TASK PROMPT:
According to the burn-in test write-up below, how long did the first data load take when it ran from a single node?

-- BEGIN DOCUMENT PASSAGE --

I finished the installation and it was now time to burn in the hardware. I chose a simple test — load lots of data into a partitioned table and in the process hit all of the spindles on Pillar. I didn’t care about how realistic the test was I just wanted to put as much load on the components for long periods of time. Here’s the test case:
connect / as sysdba
grant connect, resource to perftst identified by perftst;
alter user perftst default tablespace users
temporary tablespace temp;
grant select on dba_objects to perftst ;
connect perftst/perftst
drop table pillar_test;
create table pillar_test(
pkey number(15) not null,
pdate date not null,
pchar varchar2(4000) not null)
partition by hash(pkey) (
partition pt_a tablespace users
, partition pt_b tablespace users
, partition pt_c tablespace users
, partition pt_d tablespace users
, partition pt_e tablespace users
, partition pt_f tablespace users
, partition pt_g tablespace users
, partition pt_h tablespace users);
drop sequence pillar_test_s;
create sequence pillar_test_s;
create or replace procedure pillar_test_proc(p_pass in number)
as
begin
for x in 1 .. p_pass
loop
insert into pillar_test
select pillar_test_s.nextval,
sysdate,
object_name||'.'||object_type||'.'||owner
from sys.dba_objects;
end loop;
end;
/
sqlplus /nolog <<EOF
connect perftst/perftst
set time on
set timing on
exec pillar_test_proc(1000);
exit
EOF
First I ran this test from a single node, then I span it onto four nodes monitoring the wait events which were recorded by turning sql-trace ON for one of the sessions … While doing that I got sucked into the performance aspect of this test because the timings were horrible when the test ran simultaneously on all four nodes. For example the first data load from a single node took 33 minutes (46043000 rows were created) and when the same data load ran simultaneously on four nodes it took 3 hours and 57 minutes each! It was kind of hard to ignore this so I decided to dig into the stats and try to understand what was causing this degradation in throughput. In the process I’ve learned invaluable information — here are the results:

Dual Brocades are used to connect to SAN
Test #1
1 node / 1 data load process
Waits:
Event waited on Times Max. Wait Total Waited
---------------------------------------- Waited ---------- ------------
row cache lock 486489 0.00 19.20
DFS lock handle 341 0.49 22.87
Test #2
4 nodes / each doing it’s data load
Elapsed: 03:57:53.21
Elapsed: 03:56:53.87
Elapsed: 03:56:52.30
Elapsed: 03:55:01.58
Waits: (just ignore the low “Total Waited” numbers — I turned the trace late in the game):
Elapsed times include waiting on following events:
Event waited on Times Max. Wait Total Waited
---------------------------------------- Waited ---------- ------------
row cache lock 42638 0.70 419.65
gc cr block busy 44301 0.91 133.91
db file sequential read 4992 0.73 66.54
enq: TX - contention 346 0.49 101.44
Notes: The biggest issue here was waiting on “row cache lock” my research showed that the culprit was the uncached sequence (see ML Note:4390868.8).

-- END DOCUMENT PASSAGE --
-- BEGIN LISTED RECORDS --

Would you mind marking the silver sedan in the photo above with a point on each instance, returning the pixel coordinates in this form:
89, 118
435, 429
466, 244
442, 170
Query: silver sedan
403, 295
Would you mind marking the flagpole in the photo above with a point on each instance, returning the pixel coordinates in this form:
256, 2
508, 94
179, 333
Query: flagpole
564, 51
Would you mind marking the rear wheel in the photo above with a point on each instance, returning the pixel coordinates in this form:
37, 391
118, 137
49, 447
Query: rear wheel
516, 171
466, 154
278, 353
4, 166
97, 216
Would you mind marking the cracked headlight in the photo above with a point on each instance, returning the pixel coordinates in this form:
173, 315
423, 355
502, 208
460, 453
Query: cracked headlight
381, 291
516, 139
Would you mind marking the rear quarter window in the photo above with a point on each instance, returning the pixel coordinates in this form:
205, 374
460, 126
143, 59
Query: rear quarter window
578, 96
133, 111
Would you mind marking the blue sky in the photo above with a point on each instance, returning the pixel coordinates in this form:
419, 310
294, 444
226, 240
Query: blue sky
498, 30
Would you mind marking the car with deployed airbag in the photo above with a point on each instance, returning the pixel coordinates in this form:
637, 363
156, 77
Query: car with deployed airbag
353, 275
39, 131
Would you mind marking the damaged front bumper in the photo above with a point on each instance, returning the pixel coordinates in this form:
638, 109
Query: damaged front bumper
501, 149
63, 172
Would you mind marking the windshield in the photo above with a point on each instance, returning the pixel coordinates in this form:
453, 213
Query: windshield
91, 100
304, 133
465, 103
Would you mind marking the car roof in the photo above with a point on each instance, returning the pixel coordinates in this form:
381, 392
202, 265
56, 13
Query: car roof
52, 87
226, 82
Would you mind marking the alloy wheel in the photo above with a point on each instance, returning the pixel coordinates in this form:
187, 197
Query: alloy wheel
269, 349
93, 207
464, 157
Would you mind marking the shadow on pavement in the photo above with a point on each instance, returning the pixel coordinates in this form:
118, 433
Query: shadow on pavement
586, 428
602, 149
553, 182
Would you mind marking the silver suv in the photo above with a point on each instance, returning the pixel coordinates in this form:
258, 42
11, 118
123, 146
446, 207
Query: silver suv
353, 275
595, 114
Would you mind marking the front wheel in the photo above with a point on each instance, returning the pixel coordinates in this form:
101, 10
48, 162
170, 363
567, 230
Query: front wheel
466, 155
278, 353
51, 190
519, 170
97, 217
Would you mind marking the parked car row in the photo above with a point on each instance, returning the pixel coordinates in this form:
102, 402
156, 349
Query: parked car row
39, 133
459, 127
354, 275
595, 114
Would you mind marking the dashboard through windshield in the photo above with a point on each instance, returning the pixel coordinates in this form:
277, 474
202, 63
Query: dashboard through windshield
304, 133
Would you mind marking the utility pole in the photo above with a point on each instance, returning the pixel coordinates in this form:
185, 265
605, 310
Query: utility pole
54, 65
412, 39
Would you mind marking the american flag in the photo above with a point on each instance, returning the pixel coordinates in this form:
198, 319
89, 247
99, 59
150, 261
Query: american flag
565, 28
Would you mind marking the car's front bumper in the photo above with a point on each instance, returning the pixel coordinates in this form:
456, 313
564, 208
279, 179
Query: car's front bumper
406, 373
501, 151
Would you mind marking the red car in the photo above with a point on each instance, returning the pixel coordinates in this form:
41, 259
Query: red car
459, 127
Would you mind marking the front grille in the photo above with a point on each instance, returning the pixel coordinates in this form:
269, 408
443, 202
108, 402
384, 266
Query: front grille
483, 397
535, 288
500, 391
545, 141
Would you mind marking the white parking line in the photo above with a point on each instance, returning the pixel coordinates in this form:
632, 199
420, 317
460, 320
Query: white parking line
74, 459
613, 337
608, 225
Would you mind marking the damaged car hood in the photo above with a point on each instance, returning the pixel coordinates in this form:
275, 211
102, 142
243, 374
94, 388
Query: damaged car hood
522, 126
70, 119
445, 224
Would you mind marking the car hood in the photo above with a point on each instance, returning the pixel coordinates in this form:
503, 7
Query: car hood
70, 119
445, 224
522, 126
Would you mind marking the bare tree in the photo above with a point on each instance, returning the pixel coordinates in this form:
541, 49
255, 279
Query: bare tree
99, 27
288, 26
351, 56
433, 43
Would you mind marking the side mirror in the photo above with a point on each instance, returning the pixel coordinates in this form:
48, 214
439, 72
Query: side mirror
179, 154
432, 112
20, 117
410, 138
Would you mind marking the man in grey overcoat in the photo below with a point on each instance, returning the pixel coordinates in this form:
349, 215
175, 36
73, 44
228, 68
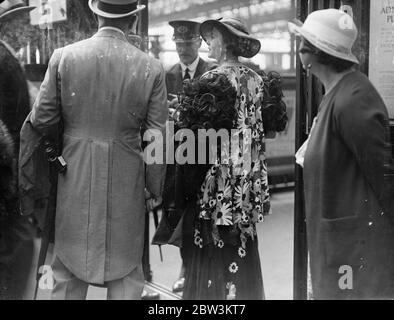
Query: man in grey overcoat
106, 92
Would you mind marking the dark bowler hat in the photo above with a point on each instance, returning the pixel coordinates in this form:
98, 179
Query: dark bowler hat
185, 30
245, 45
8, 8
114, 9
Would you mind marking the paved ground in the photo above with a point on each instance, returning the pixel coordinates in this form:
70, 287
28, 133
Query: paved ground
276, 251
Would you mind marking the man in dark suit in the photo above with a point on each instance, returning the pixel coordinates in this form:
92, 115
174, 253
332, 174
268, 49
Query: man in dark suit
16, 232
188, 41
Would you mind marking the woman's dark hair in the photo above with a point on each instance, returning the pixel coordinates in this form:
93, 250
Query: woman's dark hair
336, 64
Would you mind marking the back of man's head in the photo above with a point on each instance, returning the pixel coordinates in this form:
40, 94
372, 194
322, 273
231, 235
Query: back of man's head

-- END LISTED RECORDS --
-- BEGIN LISTED RECORDS --

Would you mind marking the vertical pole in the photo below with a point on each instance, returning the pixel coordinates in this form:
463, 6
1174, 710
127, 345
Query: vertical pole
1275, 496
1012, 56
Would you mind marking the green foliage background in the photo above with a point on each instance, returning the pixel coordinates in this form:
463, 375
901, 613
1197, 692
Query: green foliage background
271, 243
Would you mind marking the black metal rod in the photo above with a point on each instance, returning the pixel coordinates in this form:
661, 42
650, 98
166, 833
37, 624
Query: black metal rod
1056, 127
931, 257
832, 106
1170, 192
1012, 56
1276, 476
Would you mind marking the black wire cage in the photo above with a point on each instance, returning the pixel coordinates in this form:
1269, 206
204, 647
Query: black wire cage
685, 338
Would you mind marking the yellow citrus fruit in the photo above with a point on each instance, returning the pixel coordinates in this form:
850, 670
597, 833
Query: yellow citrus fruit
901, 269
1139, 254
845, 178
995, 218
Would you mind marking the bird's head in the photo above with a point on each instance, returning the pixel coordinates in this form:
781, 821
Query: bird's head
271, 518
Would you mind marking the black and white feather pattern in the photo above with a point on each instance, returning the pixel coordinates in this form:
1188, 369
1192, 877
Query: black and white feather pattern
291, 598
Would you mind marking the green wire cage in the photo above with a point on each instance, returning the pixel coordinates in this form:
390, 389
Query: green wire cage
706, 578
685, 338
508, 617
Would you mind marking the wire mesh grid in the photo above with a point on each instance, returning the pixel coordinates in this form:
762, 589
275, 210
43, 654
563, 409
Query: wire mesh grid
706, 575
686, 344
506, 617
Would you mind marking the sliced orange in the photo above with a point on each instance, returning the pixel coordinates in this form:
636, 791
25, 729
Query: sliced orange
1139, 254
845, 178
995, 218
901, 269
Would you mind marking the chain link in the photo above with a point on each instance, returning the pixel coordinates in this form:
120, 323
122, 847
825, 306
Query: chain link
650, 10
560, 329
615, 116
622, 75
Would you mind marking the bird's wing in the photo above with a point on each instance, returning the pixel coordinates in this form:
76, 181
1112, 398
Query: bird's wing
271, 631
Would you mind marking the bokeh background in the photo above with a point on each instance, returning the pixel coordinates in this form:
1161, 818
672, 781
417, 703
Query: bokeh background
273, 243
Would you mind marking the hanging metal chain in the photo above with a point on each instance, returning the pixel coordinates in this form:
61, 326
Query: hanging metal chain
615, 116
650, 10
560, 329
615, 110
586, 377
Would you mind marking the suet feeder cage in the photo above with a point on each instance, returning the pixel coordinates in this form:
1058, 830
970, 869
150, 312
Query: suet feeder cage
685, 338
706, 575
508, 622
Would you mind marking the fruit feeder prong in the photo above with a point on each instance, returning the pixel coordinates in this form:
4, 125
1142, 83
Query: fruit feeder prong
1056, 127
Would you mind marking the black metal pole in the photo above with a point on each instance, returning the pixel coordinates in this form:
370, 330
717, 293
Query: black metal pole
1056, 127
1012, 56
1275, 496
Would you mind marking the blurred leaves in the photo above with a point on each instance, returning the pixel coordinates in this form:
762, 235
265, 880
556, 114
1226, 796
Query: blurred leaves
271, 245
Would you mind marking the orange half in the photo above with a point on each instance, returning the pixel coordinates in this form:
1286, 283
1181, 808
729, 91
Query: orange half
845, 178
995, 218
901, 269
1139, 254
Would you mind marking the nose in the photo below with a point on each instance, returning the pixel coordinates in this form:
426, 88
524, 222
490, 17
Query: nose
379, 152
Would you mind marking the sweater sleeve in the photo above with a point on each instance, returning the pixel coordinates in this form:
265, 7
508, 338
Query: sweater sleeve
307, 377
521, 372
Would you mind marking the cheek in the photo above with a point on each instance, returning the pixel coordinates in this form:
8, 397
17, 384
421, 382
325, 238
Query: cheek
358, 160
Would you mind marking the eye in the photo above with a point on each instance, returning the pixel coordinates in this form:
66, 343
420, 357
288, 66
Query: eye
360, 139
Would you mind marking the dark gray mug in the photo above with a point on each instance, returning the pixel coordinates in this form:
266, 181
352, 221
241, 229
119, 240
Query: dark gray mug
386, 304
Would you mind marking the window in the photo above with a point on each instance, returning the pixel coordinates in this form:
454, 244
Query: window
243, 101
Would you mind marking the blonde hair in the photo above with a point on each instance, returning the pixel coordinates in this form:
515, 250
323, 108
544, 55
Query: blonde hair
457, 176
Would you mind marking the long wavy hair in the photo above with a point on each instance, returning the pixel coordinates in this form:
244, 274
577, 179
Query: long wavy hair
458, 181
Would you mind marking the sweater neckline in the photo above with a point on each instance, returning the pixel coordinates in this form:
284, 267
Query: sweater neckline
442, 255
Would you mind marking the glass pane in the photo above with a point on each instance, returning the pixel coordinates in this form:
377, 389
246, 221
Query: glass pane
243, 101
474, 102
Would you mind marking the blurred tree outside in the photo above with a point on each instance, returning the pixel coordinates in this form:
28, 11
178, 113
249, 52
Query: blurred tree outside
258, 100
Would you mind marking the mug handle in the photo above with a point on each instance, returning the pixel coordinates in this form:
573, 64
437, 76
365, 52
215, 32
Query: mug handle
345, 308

-- END LISTED RECORDS --

SOLUTION FOR THIS TASK:
It took 33 minutes.